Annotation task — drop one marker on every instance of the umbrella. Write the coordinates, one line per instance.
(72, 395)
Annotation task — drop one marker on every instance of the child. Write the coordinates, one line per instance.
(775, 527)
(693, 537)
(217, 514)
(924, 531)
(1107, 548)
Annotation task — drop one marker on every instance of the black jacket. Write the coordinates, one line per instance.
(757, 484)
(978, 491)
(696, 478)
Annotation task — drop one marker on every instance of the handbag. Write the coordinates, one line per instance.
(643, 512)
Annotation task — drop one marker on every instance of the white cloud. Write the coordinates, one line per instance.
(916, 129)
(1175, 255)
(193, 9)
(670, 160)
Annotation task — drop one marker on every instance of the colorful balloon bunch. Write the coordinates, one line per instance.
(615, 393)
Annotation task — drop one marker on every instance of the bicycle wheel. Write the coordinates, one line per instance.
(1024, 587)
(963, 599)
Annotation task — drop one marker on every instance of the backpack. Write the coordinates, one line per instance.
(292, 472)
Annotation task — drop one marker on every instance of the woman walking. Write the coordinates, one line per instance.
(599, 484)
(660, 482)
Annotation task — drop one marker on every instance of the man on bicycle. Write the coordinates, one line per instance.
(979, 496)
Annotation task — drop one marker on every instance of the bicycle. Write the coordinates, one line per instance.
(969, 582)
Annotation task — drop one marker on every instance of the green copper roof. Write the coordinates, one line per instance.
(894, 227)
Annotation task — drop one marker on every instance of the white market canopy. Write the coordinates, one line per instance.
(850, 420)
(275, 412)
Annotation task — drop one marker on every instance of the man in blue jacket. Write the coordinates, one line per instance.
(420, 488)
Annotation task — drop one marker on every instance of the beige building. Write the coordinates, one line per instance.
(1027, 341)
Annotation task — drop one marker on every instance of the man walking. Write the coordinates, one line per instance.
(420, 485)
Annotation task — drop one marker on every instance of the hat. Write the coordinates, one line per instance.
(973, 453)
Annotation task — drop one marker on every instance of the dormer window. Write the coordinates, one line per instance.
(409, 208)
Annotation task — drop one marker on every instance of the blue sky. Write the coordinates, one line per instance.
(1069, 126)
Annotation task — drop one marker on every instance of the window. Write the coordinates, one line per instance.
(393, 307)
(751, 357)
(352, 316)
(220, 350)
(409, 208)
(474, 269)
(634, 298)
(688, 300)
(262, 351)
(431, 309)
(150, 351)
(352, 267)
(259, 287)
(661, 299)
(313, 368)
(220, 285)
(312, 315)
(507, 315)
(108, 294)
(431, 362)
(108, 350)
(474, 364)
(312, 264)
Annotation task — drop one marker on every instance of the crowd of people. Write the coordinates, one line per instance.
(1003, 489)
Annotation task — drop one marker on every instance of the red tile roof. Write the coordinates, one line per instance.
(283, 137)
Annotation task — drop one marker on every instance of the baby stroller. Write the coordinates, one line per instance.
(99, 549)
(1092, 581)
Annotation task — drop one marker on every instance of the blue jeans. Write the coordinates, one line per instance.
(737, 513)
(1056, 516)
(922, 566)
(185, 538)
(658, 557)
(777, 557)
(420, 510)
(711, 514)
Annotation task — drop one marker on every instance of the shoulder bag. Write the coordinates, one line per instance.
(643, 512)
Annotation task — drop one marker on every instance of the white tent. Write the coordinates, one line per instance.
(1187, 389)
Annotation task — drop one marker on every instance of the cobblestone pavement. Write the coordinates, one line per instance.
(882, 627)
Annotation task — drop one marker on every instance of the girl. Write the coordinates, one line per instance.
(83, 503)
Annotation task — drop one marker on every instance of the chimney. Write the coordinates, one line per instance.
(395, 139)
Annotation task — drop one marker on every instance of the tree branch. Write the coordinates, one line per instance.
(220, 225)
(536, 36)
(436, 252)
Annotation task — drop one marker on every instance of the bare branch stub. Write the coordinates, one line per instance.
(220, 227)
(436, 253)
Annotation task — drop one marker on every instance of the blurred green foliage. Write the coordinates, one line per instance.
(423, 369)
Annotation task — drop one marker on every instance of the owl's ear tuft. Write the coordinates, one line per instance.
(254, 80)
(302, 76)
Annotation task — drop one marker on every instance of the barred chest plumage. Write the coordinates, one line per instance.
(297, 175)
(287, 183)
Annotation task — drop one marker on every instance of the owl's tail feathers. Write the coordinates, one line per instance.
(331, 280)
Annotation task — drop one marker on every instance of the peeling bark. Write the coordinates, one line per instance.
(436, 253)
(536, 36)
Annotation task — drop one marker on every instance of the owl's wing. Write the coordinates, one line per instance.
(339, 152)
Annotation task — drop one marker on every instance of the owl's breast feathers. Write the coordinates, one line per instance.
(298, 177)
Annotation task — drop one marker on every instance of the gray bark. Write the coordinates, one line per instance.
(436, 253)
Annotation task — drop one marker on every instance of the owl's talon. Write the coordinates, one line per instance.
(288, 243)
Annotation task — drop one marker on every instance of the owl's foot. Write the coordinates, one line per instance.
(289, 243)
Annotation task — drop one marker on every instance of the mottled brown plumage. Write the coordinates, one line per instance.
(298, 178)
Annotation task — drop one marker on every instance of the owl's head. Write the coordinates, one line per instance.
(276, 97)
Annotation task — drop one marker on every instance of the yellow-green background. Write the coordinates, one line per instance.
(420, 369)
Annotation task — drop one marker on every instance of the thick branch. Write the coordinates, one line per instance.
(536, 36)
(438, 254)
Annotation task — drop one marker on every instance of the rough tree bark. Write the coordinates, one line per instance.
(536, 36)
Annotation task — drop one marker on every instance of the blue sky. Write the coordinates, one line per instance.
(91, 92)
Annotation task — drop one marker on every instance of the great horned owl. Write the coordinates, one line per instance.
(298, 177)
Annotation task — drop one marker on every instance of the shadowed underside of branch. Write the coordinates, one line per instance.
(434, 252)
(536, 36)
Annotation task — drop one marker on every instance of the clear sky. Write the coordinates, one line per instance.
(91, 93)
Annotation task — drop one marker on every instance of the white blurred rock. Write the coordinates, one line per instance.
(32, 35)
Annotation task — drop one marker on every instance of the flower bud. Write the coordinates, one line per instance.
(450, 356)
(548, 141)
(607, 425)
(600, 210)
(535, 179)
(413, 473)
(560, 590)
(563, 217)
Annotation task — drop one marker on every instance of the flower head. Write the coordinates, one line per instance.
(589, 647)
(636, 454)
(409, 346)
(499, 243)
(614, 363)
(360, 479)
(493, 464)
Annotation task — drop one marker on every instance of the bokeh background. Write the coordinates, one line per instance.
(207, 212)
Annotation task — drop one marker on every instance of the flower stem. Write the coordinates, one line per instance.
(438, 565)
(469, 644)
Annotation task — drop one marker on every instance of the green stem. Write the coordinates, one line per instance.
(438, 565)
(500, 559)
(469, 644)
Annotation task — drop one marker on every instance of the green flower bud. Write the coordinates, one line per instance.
◆ ◆ ◆ ◆ ◆ ◆ ◆
__Work to complete__
Convert all the records above into a numbered list with one line per item, leaving out any blank lines.

__Exercise output__
1. Annotation task — drop one marker on every instance of the umbrella. Write the coordinates, one line per instance.
2. (72, 395)
3. Annotation task — drop one marker on every instance of the child. Write the coordinates, one line per instance.
4. (775, 527)
5. (693, 537)
6. (217, 514)
7. (924, 531)
8. (1107, 548)
9. Annotation task — drop one marker on every instance of the black jacket. Write the coordinates, one line per instance.
10. (757, 484)
11. (978, 491)
12. (696, 478)
13. Annotation task — drop one marker on every instance of the handbag. Write the coordinates, one line per instance.
14. (643, 512)
15. Annotation task — drop one marker on every instance of the white cloud. Write the coordinates, one line per instance.
16. (916, 129)
17. (1175, 255)
18. (193, 9)
19. (670, 160)
20. Annotation task — drop one marker on every instance of the colorful balloon bunch. Write the coordinates, one line per instance.
21. (615, 393)
22. Annotation task — drop one marker on every instance of the bicycle wheel. Write the coordinates, one line per instance.
23. (1024, 587)
24. (963, 599)
25. Annotation task — drop one marker on every instance of the backpack. Write the coordinates, one line per instance.
26. (292, 472)
27. Annotation task — drop one marker on every instance of the woman walking. Write the coordinates, one line per instance.
28. (599, 484)
29. (660, 482)
30. Annotation task — drop one marker on every instance of the man on bicycle. Write the coordinates, one line per instance.
31. (979, 496)
32. Annotation task — drop one marker on every instance of the bicycle. Write the coordinates, one line per instance.
33. (969, 582)
34. Annotation task — drop one marker on every instance of the green copper roof. Write the coordinates, one line per instance.
35. (894, 227)
36. Annotation task — drop one marker on every instance of the white market canopy. Write the coordinates, one line per instance.
37. (850, 420)
38. (275, 412)
39. Annotation task — drop one marker on every instance of the man in blue jacket. Write the coordinates, one line per instance.
40. (420, 488)
41. Annotation task — drop one marker on every instance of the beige building. Write the coordinates, one line per instance.
42. (1027, 341)
43. Annotation task — drop one marker on every instance of the man walking. Write the coordinates, one line per instance.
44. (420, 485)
45. Annotation task — drop one marker on every instance of the hat. Write the coordinates, one line per instance.
46. (973, 453)
47. Annotation task — drop one marker on every instance of the dormer window. Write the coordinates, one line per instance.
48. (409, 208)
49. Annotation task — drop one marker on every instance of the blue sky. Write the coordinates, one line per instance.
50. (1069, 126)
51. Annotation task — drop one marker on every instance of the window. Write the coordinates, one line per instance.
52. (393, 307)
53. (751, 357)
54. (352, 316)
55. (220, 350)
56. (409, 208)
57. (474, 269)
58. (634, 298)
59. (688, 300)
60. (262, 351)
61. (431, 309)
62. (150, 351)
63. (352, 267)
64. (259, 287)
65. (661, 299)
66. (313, 368)
67. (220, 285)
68. (312, 315)
69. (507, 315)
70. (108, 294)
71. (431, 362)
72. (108, 350)
73. (474, 364)
74. (312, 264)
75. Annotation task — drop one marker on every instance of the crowd of people. Write the coordinates, one line per instance.
76. (1003, 489)
77. Annotation task — drop one marker on every instance of the red tile roof. Write the coordinates, one line per instance.
78. (283, 137)
79. Annotation task — drop one marker on every instance of the baby stroller. Write the coordinates, one line per instance.
80. (99, 549)
81. (1092, 581)
82. Annotation task — drop one marker on every instance of the blue jeans. Write the coordinates, one line per instance.
83. (737, 513)
84. (1056, 516)
85. (922, 566)
86. (185, 538)
87. (658, 557)
88. (777, 557)
89. (420, 510)
90. (711, 514)
91. Annotation task — drop one marker on every instance of the shoulder bag. Write the coordinates, one line per instance.
92. (643, 512)
93. Annotation task — drop one marker on every instance of the white tent. Write the coordinates, one line per instance.
94. (1187, 389)
95. Annotation task — drop one marker on every instance of the cobblestone pavement. Write the coordinates, one line per instance.
96. (882, 627)
97. Annotation task — drop one marker on every instance of the girl. Write the coordinates, one line per instance.
98. (83, 503)
99. Annotation task — drop one marker on every instance of the chimney. Write the coordinates, one line per instance.
100. (395, 139)
101. Annotation task — drop one marker on every instance of the tree branch. Write the coordinates, one line per instance.
102. (220, 225)
103. (536, 36)
104. (436, 252)
105. Annotation task — drop one marker on every instance of the bare branch stub. Write the coordinates, one line per instance.
106. (220, 227)
107. (436, 253)
108. Annotation task — drop one marker on every instance of the blurred green foliage. Write the coordinates, one line per instance.
109. (423, 369)
110. Annotation task — drop one marker on every instance of the owl's ear tuft. Write the coordinates, one line per instance.
111. (254, 80)
112. (302, 76)
113. Annotation task — drop one marker on every instance of the barred chest plumage. Write the coordinates, one line per instance.
114. (297, 175)
115. (287, 183)
116. Annotation task — drop one marker on every instance of the owl's tail feathers. Write the coordinates, one line per instance.
117. (331, 280)
118. Annotation task — drop one marker on every instance of the peeling bark. Write the coordinates, one line per instance.
119. (436, 253)
120. (536, 36)
121. Annotation task — drop one marker on every instance of the owl's wing. Write the coordinates, one line per instance.
122. (339, 152)
123. Annotation task — drop one marker on every instance of the owl's breast feathers. Write the coordinates, one line per instance.
124. (298, 177)
125. Annotation task — drop one marker on every instance of the gray bark. Write the coordinates, one line per instance.
126. (436, 253)
127. Annotation task — drop one marker on every instance of the owl's talon. Write the coordinates, one line per instance.
128. (288, 243)
129. Annotation task — drop one marker on every instance of the owl's foot. Write the coordinates, one line per instance.
130. (289, 243)
131. Annotation task — drop one marker on every instance of the mottled brown plumage. Write the coordinates, one line per instance.
132. (298, 178)
133. Annotation task — drop one marker on every instance of the owl's head. Write the coordinates, one line per instance.
134. (276, 97)
135. Annotation task — drop one marker on every instance of the yellow-green background. Write the coordinates, one line per instance.
136. (420, 369)
137. Annotation task — drop one marker on every instance of the thick branch. Write the coordinates, one line per instance.
138. (536, 36)
139. (438, 254)
140. Annotation task — drop one marker on every instance of the rough tree bark. Write the coordinates, one line per instance.
141. (536, 36)
142. Annotation task — drop one marker on every instance of the blue sky. Write the coordinates, one line per instance.
143. (91, 92)
144. Annotation task — drop one marker on every instance of the great horned owl. Write the coordinates, one line per instance.
145. (298, 177)
146. Annotation task — drop one marker on every instance of the shadowed underside of branch. Write the coordinates, one line per instance.
147. (434, 252)
148. (536, 36)
149. Annotation task — drop one marker on every instance of the clear sky. Write the coordinates, one line per instance.
150. (91, 93)
151. Annotation task — drop one marker on every instance of the white blurred rock. Write the coordinates, one line per instance.
152. (32, 35)
153. Annotation task — drop one marker on every instance of the flower bud. Write the coordinates, one line per instance.
154. (450, 356)
155. (548, 141)
156. (607, 425)
157. (600, 210)
158. (535, 179)
159. (413, 473)
160. (560, 590)
161. (563, 217)
162. Annotation task — drop one marker on every instance of the flower head. Write the coordinates, one line per instance.
163. (589, 647)
164. (636, 454)
165. (409, 346)
166. (499, 243)
167. (614, 363)
168. (360, 479)
169. (493, 464)
170. Annotation task — drop one marker on every instance of the bokeh background. Write the coordinates, one line per instance.
171. (207, 212)
172. Annotation task — drop one marker on every instance of the flower stem. Write the coordinates, one line per instance.
173. (438, 565)
174. (469, 644)
175. Annotation task — drop one marker on every instance of the green stem. Write the coordinates, one line per instance.
176. (438, 565)
177. (500, 559)
178. (469, 644)
179. Annotation task — drop one marker on every instance of the green flower bud. Write the coordinates, one line per instance.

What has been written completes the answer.